Finding Out He Cheated, After He Died
Becoming a widow at 43 was enough to rock Julie Metz's world. But the worst was yet to come, as she details in her book "Perfection."

Being widowed is a tough enough burden to bear, especially with a six-year-old child to care for. But for Julie Metz, the sudden death of her husband Henry was only the tip of the iceberg. Six months after his passing, she learned shocking news: For years, Henry had betrayed their marriage, having several affairs, including a relationship with one of their friends.
The news sent Metz reeling, and to cope, she began to keep a journal. That journal became the impetus for her candid memoir, Perfection. Loveawake.com recently had the opportunity to chat with Metz about her book.
Loveawake: Why did you write "Perfection"?
Julie Metz: I think women are struggling with this idea of perfection: Perfect bodies, relationships, kids, jobs, and houses. The pressure to be perfect creates misery and shame and ultimately leads women to make poor choices as they try to hide parts of themselves or their lives they feel are less than perfect. I had to confront that aspect of my life, and I wanted to find a way to redefine the word "perfection."
Loveawake: When friends first told you of Henry's affairs six months after his death, what was your first reaction?
Metz: I was enraged, bewildered and broken-hearted. It was like losing him again but in a different way. I felt as though I'd never really known him, and I questioned whether any of what we'd had together had been real. I couldn't confront him, and this was one reason I decided to contact the other women. Henry had become a stranger to me, and I felt a strong desire to understand who he was. I also wanted to understand how these women had rationalized their choices. I felt they owed me an explanation for their damaging behavior.

_Data records_

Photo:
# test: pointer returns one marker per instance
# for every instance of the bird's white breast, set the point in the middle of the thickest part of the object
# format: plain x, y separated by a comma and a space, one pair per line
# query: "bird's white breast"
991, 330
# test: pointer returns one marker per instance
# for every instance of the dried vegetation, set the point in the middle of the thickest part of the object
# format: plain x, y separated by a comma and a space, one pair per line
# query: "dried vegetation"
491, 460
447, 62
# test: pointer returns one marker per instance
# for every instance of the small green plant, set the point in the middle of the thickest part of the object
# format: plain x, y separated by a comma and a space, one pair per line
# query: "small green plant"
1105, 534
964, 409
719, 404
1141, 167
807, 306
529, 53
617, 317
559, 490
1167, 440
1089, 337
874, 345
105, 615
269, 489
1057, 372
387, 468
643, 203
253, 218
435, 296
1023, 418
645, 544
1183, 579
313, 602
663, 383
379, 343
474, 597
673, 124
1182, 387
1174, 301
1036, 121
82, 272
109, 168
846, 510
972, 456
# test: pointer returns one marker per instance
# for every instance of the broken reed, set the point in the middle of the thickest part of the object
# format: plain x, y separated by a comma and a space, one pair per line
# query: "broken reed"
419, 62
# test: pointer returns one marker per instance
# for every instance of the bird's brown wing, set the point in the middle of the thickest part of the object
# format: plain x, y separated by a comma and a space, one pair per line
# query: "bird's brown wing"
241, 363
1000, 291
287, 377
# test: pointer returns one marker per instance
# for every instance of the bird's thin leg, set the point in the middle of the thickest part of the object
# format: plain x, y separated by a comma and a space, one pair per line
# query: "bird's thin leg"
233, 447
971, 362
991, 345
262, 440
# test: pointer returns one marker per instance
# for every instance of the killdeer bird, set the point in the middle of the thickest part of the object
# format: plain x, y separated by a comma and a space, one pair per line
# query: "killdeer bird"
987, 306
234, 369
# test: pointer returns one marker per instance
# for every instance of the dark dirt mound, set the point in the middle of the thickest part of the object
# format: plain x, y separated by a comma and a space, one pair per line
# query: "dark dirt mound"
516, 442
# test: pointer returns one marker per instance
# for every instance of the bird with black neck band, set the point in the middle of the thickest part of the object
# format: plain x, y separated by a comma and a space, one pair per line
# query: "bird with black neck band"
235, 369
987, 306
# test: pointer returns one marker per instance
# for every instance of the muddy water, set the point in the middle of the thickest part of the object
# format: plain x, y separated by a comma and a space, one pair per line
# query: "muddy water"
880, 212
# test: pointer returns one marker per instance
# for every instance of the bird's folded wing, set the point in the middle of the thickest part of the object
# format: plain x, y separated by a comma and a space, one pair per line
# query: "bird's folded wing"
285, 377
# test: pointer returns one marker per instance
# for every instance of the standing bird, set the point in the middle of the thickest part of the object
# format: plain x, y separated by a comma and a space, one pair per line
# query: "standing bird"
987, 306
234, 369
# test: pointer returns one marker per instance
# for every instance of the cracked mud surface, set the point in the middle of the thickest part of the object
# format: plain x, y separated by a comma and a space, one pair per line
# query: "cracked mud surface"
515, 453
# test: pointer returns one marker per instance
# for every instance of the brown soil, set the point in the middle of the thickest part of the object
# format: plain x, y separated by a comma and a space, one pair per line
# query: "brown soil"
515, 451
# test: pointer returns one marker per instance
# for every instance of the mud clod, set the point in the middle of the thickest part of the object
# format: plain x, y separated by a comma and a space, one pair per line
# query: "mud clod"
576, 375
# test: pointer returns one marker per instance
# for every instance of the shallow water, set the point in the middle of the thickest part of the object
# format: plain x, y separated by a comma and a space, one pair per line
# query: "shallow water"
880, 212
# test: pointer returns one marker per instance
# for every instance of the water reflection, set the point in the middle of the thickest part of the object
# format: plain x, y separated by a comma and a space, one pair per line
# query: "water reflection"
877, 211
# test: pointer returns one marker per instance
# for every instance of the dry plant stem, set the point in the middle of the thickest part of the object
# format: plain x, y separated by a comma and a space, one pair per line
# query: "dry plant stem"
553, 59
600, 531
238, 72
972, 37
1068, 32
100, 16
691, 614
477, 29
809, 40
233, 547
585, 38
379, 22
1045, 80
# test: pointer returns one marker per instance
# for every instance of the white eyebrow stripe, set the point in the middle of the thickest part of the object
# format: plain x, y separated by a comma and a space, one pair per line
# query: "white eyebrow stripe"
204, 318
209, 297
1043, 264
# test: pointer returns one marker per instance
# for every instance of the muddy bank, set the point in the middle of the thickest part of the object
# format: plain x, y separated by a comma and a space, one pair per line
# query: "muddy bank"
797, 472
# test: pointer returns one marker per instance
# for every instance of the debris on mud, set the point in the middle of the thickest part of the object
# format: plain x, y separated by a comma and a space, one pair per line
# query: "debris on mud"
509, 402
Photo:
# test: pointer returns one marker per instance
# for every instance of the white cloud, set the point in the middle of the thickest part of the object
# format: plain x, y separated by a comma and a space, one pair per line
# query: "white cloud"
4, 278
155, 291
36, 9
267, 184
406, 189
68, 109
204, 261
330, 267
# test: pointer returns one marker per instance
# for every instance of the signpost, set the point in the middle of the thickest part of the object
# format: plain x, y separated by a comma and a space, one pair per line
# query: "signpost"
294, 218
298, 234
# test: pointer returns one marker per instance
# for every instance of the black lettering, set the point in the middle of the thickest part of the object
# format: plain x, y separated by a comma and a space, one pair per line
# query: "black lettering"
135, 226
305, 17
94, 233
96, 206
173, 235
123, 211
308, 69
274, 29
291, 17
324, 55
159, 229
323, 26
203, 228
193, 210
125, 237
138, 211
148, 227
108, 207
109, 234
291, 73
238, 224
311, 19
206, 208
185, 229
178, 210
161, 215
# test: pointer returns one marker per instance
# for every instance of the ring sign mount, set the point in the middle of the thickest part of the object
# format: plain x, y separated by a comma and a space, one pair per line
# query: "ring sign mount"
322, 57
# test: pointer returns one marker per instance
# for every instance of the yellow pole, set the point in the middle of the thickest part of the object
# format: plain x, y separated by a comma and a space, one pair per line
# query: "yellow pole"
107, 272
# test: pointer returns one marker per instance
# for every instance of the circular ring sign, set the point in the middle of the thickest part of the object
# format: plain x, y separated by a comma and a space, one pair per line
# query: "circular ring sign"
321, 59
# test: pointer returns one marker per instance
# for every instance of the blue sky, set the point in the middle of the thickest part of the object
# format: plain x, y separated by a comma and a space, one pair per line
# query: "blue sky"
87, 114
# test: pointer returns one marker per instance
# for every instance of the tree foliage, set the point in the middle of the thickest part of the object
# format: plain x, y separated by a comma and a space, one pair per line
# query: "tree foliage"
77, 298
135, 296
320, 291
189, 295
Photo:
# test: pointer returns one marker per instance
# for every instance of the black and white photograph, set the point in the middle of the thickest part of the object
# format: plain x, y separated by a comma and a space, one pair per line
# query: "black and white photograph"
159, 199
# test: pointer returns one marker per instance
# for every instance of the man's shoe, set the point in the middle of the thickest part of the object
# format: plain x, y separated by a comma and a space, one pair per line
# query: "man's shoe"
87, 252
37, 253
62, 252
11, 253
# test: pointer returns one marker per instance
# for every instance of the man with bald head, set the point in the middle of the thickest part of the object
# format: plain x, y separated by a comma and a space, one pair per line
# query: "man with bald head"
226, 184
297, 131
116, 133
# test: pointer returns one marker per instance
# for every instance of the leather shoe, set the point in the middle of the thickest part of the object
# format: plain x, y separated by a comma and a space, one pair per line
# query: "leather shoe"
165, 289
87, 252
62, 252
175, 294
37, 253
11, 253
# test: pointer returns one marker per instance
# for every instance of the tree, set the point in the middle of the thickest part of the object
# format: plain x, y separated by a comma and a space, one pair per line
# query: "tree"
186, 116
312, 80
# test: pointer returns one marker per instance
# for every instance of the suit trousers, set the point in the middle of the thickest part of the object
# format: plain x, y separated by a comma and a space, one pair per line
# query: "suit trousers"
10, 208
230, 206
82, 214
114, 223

_Activities_
[1] Summarize the article on Julie Metz in two sentences.
[2] Translate this sentence from the article on Julie Metz into Spanish: "It was like losing him again but in a different way."
[3] Quote the stretch of the article on Julie Metz from "Loveawake: When friends" through "their damaging behavior.".

_Task answers_
[1] Six months after the sudden death of her husband Henry, Julie Metz, widowed at 43 with a six-year-old child, learned that he had had several affairs for years, including one with a friend of theirs. To cope she kept a journal, which led to her memoir "Perfection," and she says she wrote it to redefine the word "perfection" and contacted the other women because she wanted to understand who Henry was.

[2] Era como perderlo otra vez, pero de una manera distinta.

[3]
Loveawake: When friends first told you of Henry's affairs six months after his death, what was your first reaction?
Metz: I was enraged, bewildered and broken-hearted. It was like losing him again but in a different way. I felt as though I'd never really known him, and I questioned whether any of what we'd had together had been real. I couldn't confront him, and this was one reason I decided to contact the other women. Henry had become a stranger to me, and I felt a strong desire to understand who he was. I also wanted to understand how these women had rationalized their choices. I felt they owed me an explanation for their damaging behavior.